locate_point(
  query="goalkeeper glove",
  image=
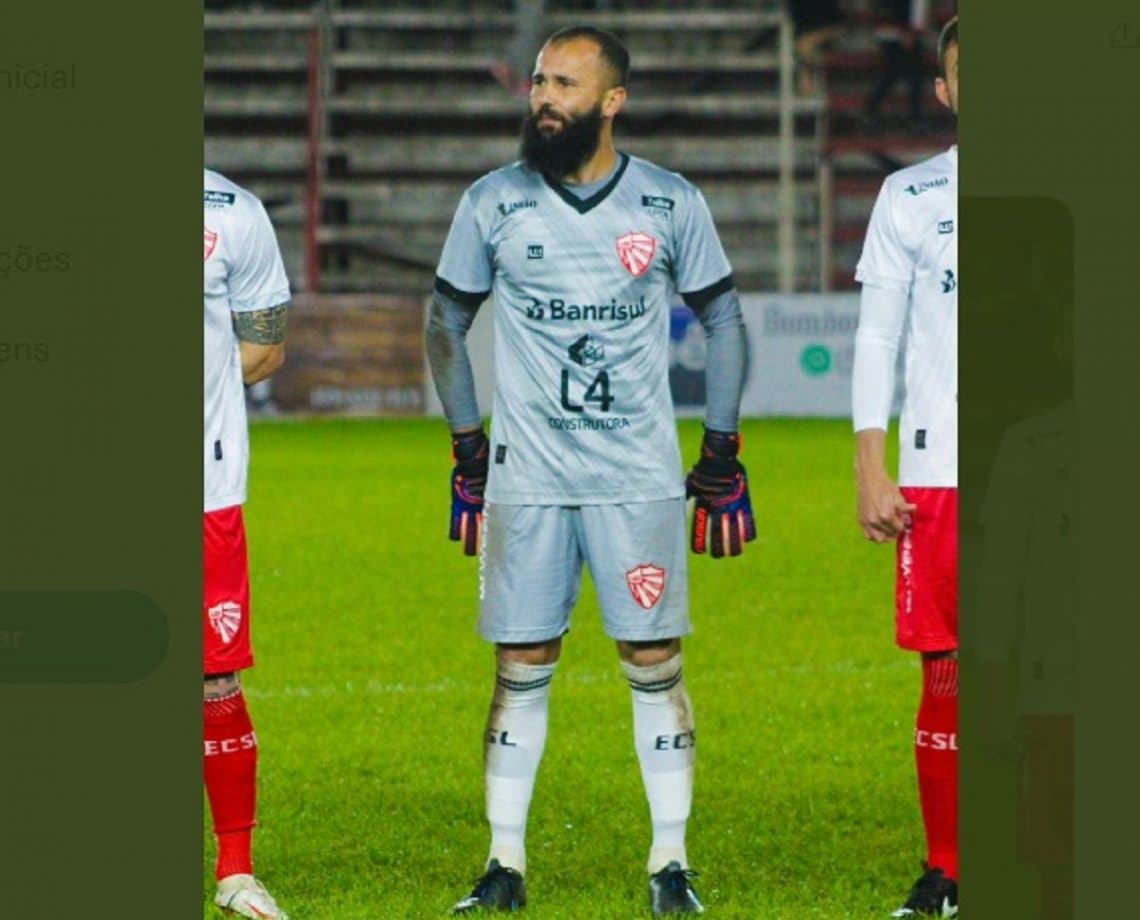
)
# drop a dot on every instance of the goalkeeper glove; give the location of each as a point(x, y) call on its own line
point(723, 510)
point(471, 452)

::::::::

EXERCISE TASK: Reproduce every line of the data above verbatim, with the pictures omitted.

THE RESPONSE:
locate_point(
  query="goalkeeper glove",
  image=
)
# drop a dot on every instance of the goalkeeper glove; give the location of each as a point(x, y) call on its own line
point(723, 510)
point(471, 452)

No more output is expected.